Exercise requirements |
Lay out every line of the records below as a JSON list of strings, with one string per line and no blank lines.

Point labels for objects:
########################################
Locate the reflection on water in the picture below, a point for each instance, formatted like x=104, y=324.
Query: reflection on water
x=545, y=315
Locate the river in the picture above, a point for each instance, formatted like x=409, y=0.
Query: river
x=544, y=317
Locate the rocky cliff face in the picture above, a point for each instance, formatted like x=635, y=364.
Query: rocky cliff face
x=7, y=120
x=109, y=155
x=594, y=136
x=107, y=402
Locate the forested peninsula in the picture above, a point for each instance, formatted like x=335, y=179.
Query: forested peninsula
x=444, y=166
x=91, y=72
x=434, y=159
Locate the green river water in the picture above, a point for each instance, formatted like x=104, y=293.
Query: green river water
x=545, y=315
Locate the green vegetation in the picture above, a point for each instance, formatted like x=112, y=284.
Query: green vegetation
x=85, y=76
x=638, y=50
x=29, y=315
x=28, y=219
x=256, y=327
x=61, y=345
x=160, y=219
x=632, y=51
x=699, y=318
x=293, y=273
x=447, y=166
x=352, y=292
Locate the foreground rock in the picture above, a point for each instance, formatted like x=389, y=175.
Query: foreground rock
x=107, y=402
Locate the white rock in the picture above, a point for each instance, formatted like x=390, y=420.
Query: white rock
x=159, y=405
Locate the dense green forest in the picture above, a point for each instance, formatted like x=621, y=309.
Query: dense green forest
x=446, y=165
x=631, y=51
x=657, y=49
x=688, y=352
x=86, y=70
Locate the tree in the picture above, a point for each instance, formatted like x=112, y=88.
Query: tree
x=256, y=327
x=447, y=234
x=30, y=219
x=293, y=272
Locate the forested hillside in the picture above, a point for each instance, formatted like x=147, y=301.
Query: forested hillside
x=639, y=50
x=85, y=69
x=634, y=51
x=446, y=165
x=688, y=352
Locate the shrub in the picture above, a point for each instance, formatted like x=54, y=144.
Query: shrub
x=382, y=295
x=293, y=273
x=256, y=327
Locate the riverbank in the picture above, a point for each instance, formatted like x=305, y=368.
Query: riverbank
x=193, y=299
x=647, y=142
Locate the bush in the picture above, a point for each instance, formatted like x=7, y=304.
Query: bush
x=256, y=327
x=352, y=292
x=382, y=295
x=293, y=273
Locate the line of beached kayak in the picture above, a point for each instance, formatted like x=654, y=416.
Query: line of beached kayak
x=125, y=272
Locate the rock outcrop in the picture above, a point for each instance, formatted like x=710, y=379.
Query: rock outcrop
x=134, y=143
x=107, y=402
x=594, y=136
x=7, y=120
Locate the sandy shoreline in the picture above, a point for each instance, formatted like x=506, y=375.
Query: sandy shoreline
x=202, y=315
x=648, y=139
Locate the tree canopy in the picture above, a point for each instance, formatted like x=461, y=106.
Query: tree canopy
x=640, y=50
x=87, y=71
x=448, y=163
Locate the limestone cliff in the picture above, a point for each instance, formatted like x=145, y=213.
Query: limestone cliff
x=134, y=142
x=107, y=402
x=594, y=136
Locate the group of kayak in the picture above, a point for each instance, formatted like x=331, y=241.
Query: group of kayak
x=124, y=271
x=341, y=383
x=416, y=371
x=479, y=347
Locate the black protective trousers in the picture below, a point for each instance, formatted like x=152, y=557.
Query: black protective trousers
########################################
Response to the task |
[
  "Locate the reflection on water in the picture below, a point for each instance, formatted like x=104, y=324.",
  "Query: reflection on water",
  "x=545, y=315",
  "Locate the river in the picture above, a point for each instance, formatted like x=409, y=0.",
  "Query: river",
  "x=544, y=317",
  "Locate the rocky cliff face in the picture above, a point for each instance, formatted like x=635, y=364.",
  "Query: rocky cliff face",
  "x=7, y=120",
  "x=109, y=155",
  "x=594, y=136",
  "x=107, y=402",
  "Locate the forested peninsula in the picture above, a point for each instance, formatted like x=335, y=179.",
  "Query: forested peninsula",
  "x=444, y=166",
  "x=91, y=72",
  "x=434, y=159",
  "Locate the green river water in the picture above, a point for each instance, formatted like x=104, y=293.",
  "Query: green river water",
  "x=545, y=315",
  "Locate the green vegetation in the picture above, a point for each instance, formatted like x=112, y=284.",
  "Query: green vegetation",
  "x=85, y=76",
  "x=638, y=50",
  "x=29, y=315",
  "x=28, y=219",
  "x=256, y=327",
  "x=61, y=345",
  "x=160, y=219",
  "x=632, y=51",
  "x=699, y=318",
  "x=293, y=273",
  "x=447, y=166",
  "x=352, y=292",
  "Locate the foreground rock in the picture above, a point for each instance, formatted like x=389, y=175.",
  "Query: foreground rock",
  "x=107, y=402",
  "Locate the white rock in the picture above, a point for each instance, formatted like x=390, y=420.",
  "Query: white rock",
  "x=159, y=405",
  "Locate the dense green forest in the picture above, a point for each instance, formatted like x=621, y=309.",
  "Query: dense green forest",
  "x=446, y=165",
  "x=631, y=51",
  "x=657, y=49",
  "x=688, y=352",
  "x=86, y=70",
  "Locate the tree in the picture above, a point for each instance, formatted like x=112, y=88.",
  "Query: tree",
  "x=256, y=327",
  "x=447, y=234",
  "x=30, y=219",
  "x=293, y=272",
  "Locate the forested hillside in the picture above, a point for each instance, formatted like x=147, y=301.",
  "Query: forested hillside",
  "x=639, y=50",
  "x=85, y=69",
  "x=634, y=51",
  "x=446, y=165",
  "x=688, y=352",
  "Locate the shrub in the picture above, a point for each instance, formatted like x=54, y=144.",
  "Query: shrub",
  "x=382, y=295",
  "x=293, y=273",
  "x=256, y=327",
  "Locate the riverbank in the picture above, a point for each instance, formatted like x=305, y=368.",
  "Query: riverbank",
  "x=193, y=299",
  "x=647, y=142",
  "Locate the bush in the picture above, a point for each instance, formatted like x=7, y=304.",
  "Query: bush",
  "x=256, y=327",
  "x=352, y=292",
  "x=382, y=295",
  "x=293, y=273",
  "Locate the line of beached kayak in the picture above, a point for each instance, formatted like x=654, y=416.",
  "Query: line of beached kayak",
  "x=125, y=272",
  "Locate the rock outcrop in the picture above, a point for each instance, formatted like x=710, y=379.",
  "Query: rock outcrop",
  "x=134, y=143",
  "x=107, y=402",
  "x=594, y=136",
  "x=7, y=120",
  "Locate the sandy shoreline in the picture above, a point for each instance, formatted like x=506, y=375.",
  "Query: sandy shoreline",
  "x=202, y=315",
  "x=648, y=139",
  "Locate the tree canopy in the picture above, a point for each instance, formatted like x=461, y=106.",
  "Query: tree canopy",
  "x=640, y=50",
  "x=87, y=71",
  "x=448, y=163",
  "Locate the limestone cliff in the picture above, a point for each instance, formatted like x=145, y=213.",
  "Query: limestone cliff",
  "x=134, y=142",
  "x=107, y=402",
  "x=594, y=136",
  "Locate the group of kayak in the picture above, a point for each instance, formatted like x=331, y=241.",
  "Query: group of kayak",
  "x=124, y=271",
  "x=341, y=383",
  "x=416, y=371",
  "x=479, y=347",
  "Locate the black protective trousers in the picture below, a point for each instance, formatted like x=152, y=557.",
  "Query: black protective trousers"
]